start

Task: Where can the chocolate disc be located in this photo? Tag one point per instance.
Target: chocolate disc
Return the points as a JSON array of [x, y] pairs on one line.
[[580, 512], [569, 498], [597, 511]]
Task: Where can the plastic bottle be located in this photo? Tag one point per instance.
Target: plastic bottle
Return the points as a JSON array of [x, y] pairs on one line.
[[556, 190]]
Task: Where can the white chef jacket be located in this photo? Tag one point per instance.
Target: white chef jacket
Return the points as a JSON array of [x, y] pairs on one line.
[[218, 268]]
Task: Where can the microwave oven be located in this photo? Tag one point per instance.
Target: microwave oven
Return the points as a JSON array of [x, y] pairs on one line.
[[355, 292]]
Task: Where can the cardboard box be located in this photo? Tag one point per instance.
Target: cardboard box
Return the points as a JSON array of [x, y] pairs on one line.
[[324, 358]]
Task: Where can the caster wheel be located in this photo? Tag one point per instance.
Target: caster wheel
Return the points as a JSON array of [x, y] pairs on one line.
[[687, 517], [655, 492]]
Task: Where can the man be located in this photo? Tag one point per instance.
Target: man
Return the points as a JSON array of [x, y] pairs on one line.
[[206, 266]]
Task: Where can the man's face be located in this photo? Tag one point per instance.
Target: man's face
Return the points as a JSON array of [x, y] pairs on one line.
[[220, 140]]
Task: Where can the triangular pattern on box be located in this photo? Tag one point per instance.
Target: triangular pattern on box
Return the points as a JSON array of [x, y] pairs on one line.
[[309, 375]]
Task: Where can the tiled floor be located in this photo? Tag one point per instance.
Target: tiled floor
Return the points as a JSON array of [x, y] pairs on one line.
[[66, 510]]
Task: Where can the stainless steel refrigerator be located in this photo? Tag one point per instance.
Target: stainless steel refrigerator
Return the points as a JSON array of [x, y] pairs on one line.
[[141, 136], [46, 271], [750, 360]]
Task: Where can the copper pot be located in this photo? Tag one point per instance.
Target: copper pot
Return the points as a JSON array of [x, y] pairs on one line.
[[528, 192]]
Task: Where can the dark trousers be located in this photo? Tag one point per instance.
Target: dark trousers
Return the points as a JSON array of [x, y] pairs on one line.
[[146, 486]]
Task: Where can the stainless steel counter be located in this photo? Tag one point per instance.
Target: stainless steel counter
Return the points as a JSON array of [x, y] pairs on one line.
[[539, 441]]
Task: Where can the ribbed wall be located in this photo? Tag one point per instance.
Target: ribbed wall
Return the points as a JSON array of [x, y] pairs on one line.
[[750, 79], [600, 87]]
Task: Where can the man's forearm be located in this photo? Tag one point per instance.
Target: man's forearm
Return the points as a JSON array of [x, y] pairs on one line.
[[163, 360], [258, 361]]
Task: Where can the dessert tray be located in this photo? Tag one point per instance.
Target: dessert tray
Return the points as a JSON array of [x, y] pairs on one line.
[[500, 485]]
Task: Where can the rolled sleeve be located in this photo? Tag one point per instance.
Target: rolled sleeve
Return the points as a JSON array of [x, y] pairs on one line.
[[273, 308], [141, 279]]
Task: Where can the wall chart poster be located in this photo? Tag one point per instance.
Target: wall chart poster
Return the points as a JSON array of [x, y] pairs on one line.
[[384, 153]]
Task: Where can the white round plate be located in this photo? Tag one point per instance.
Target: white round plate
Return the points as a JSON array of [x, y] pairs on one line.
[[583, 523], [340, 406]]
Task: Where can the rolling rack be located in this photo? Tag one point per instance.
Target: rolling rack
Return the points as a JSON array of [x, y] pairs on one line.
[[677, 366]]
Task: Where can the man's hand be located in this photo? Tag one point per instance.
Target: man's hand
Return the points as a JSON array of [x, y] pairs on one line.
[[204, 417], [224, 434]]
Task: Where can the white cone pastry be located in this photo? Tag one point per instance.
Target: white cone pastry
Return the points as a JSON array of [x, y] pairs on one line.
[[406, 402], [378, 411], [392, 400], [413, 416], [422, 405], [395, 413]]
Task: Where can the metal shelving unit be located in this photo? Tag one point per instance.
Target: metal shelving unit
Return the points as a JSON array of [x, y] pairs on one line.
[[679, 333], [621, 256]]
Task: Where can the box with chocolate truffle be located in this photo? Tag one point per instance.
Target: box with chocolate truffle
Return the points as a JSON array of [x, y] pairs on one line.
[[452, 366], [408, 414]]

end

» Task objective: Copy all data exactly, start to finish.

» Finished exercise:
Task: Where can the chocolate disc be located in this photo? Tag one point per instance.
Target: chocolate disc
Return the points as a JSON array of [x, y] pairs on one line.
[[580, 512], [569, 498], [597, 511]]
Task: Where can the plastic bottle be located in this photo? Tag one point per instance.
Target: plastic bottle
Return the points as a JSON array of [x, y] pairs on one line.
[[556, 190]]
Task: Where can the white chef jacket be located in this photo? Tag one point per instance.
Target: white chef jacket
Return the points as a JSON array of [x, y] pairs on one line.
[[218, 268]]
Task: Where can the microwave oven be located in this photo? Tag one point per instance.
Target: microwave oven
Return the points as a JSON array of [x, y] pairs on one line.
[[355, 292]]
Task: Where can the cardboard box be located in this photo? Tag one point per instance.
Target: cardboard box
Return the points as a JSON array of [x, y] pairs on one line.
[[324, 358]]
Task: Where can the caster wheel be located in this photo? Tag one point per instance.
Target: caster wheel
Return the points as a JSON array of [x, y] pairs on one line.
[[687, 517], [655, 492]]
Task: Where can the man be located in this photo? Tag one point per instance.
Target: man
Return the points as a JSON array of [x, y] pairs on one line.
[[206, 266]]
Task: Where can the man's face be located in this photo? Tag one point per instance.
Target: man's face
Return the points as a JSON array of [x, y] pairs on one line.
[[220, 140]]
Task: Where can the triangular pattern on box be located in this photo? Tag one point per instance.
Target: triangular pattern on box
Return the points as a JSON array of [x, y] pairs on one line.
[[309, 375]]
Task: Where can the tiled floor be located in this photo? Tag one point per instance.
Target: tiled floor
Return the points as a JSON array of [x, y] pairs on one line.
[[66, 510]]
Task: Where can the stainless steel refrigerator be located in this photo? Tag one point per instance.
Target: stainless steel refrigerator
Return the points as a JSON array of [x, y] pairs on one line.
[[141, 136], [46, 271], [750, 360]]
Task: Where can the copper pot be located in this photo? Tag one point per instance.
Target: copper pot
Return the points as a JSON array of [x, y] pairs on one line.
[[528, 192]]
Task: Where can the dark trousers be located in this photo? Tag one point per instance.
Target: dark trousers
Return the points as a JSON array of [x, y] pairs on one line.
[[146, 486]]
Task: Where can the stainless steel counter be located in this photo? Tag one point per instance.
Target: stainless steel counter
Return the points as a JSON array of [x, y] pairs on one line.
[[539, 441]]
Task: Where can the ribbed wall be located in this photo? Tag one point per instance.
Target: ribbed wall
Return the points as a JSON array of [x, y] pairs on one line.
[[750, 79], [600, 87]]
Task: Where can the man's forearm be located in this photo? Tag one point per instance.
Target: man's forearm
Return the points as a JSON array of [x, y] pairs on one line.
[[163, 360], [258, 361]]
Task: Where can the dessert tray be located in this photo? Tag one point per instance.
Target: dessert tray
Return the points as a JSON array of [x, y] pairs on one line.
[[500, 485]]
Task: Where can the rolled sleeve be located in this photo? Tag one point per instance.
Target: rolled sleeve
Return the points as a JSON array of [x, y] pairs on one line.
[[273, 308], [141, 279]]
Task: Where can the wall chart poster be located in this photo? Tag one point per instance.
Target: wall chart poster
Return the points as a JSON array of [x, y] pairs on one line.
[[384, 153]]
Task: Where can the white round plate be located in this photo? Tag one point per instance.
Target: white round plate
Return the points as a JSON array of [x, y] pairs on one line.
[[583, 523], [340, 406]]
Task: Where can the rolling rack be located in this photo? Tag one point per instance.
Target: rolling rack
Return the points as a JSON array of [x, y] pairs on one line.
[[677, 366]]
Task: Where can the man's hand be located in this photo? Tag one point per instance.
Target: man's hand
Return the points as a JSON array of [x, y] pairs on one line.
[[204, 417], [224, 434]]
Task: Where can the white cone pastry be located in this photo? Tag one point per instance.
Target: white cone pastry
Return the points as a JSON array of [x, y] pairs on one line.
[[406, 402], [378, 411], [392, 400], [413, 416], [422, 405], [395, 413]]
Task: Where can the metal shelving unit be located in this photo? Tag one point per instance.
Target: metal shelving unit
Return the points as a JSON array of [x, y] pairs on one line.
[[679, 333], [621, 256]]
Task: Where can the box with chocolate truffle be located in this photo? Tag one point per instance.
Target: box with chocolate truffle
Return the points as a JSON array of [x, y] pairs on one line.
[[452, 366], [408, 414]]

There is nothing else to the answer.